If there’s one lesson to take from this tour, it’s that we need to clone Dravid. Scientists can do it with sheep, cows, and Jedward, so why not with humans as well?

Obviously we don’t want the gene that makes Rahul favour his forward defensive prod becoming any more dominant, as we’ll need to fund research with the promise of his IPL resale value. But if we can keep his blocking tendencies dialled down, I think we’re on to something.

Anyway, after knocking round a few ideas like ‘mini wall’ and ‘barricade’, I think I’ve finally settled on the right nickname for the project. So next chance I get, I’ll suggest to the BCCI that the best thing for India would be for them to create a new ‘partition’.

Looking forward to hearing their reaction.


Someone has hacked my Wikipedia page again.

Contrary to what it says, I don’t actually own Harare’s largest petting zoo or an ‘eponymous range of soups and condiments’.

I know exactly who’s behind this. “What flavour soup do they eat there?” and “Is there a petting zoo?” are the two questions I’ve heard Sreesanth and Munaf use to work out whether they’d want to live somewhere.

I tried tackling them about the wiki-vandalism this evening, but just ended up being sidetracked by their insanity again.

You start off with a clear idea of what you’re going to say, but before you know it, it’s yes, I know Guantanamo Bay doesn’t have a petting zoo. So you keep saying. That doesn’t “prove the system works” at all. And how does the availability of borscht trump the child mortality rate in your list of priorities? What do you mean it depends on whether it comes with croutons? Who the hell tries to eat croutons with borscht? Oh fuck off do they complement each other.

» **Material shown**
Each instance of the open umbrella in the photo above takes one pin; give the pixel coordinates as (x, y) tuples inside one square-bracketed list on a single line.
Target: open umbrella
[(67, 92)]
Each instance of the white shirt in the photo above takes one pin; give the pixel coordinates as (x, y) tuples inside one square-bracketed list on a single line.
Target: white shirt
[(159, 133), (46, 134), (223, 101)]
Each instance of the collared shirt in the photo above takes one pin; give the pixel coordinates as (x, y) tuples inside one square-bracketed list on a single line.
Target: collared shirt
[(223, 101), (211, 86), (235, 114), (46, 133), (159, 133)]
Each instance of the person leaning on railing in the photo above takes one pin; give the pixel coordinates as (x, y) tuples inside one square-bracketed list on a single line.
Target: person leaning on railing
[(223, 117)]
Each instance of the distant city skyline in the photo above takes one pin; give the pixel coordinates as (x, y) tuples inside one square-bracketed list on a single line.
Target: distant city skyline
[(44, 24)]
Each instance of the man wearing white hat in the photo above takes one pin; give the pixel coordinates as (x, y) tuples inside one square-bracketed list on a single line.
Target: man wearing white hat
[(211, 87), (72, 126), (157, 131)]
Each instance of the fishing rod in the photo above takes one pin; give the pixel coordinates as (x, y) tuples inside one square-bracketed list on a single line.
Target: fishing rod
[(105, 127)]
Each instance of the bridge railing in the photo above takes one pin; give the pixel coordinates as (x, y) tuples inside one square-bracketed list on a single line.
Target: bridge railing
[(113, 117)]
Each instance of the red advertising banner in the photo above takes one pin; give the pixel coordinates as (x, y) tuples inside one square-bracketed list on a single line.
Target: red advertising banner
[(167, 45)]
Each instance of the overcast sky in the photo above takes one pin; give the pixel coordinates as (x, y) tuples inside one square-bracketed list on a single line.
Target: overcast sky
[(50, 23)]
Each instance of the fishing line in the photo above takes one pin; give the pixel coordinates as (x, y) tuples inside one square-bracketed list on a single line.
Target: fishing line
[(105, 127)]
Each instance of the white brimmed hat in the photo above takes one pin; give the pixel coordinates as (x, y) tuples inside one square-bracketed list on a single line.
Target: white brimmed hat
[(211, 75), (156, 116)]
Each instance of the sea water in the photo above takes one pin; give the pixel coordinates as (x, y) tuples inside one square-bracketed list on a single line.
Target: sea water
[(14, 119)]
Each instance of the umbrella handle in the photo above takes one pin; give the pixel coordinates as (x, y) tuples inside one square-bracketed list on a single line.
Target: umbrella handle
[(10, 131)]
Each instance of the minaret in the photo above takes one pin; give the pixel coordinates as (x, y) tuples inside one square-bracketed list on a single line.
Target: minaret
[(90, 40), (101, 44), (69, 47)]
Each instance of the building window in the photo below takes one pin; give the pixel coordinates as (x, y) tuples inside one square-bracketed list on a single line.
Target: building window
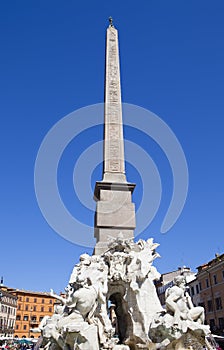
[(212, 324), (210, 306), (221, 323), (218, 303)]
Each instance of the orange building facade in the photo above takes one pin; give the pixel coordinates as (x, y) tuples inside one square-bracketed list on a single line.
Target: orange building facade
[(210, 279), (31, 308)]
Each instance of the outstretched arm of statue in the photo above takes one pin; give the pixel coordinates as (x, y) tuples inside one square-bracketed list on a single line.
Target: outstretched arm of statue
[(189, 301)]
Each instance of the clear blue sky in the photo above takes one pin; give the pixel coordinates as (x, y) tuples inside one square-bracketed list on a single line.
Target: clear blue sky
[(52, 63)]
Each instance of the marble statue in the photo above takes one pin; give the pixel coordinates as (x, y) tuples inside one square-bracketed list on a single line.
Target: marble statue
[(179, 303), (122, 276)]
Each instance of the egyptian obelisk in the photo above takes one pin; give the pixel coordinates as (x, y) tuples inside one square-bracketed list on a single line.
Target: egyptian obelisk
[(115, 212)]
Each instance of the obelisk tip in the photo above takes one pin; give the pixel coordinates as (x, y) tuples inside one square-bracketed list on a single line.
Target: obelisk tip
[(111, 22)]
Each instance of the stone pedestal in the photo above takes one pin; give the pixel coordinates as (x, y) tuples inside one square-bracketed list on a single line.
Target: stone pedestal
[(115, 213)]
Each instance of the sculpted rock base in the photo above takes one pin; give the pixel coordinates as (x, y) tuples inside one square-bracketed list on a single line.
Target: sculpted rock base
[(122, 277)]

» **Prompt**
In the cricket diary above, what two things does the writer's hacked Wikipedia page falsely say the writer owns?

» **Answer to the exercise**
Harare's largest petting zoo and an "eponymous range of soups and condiments."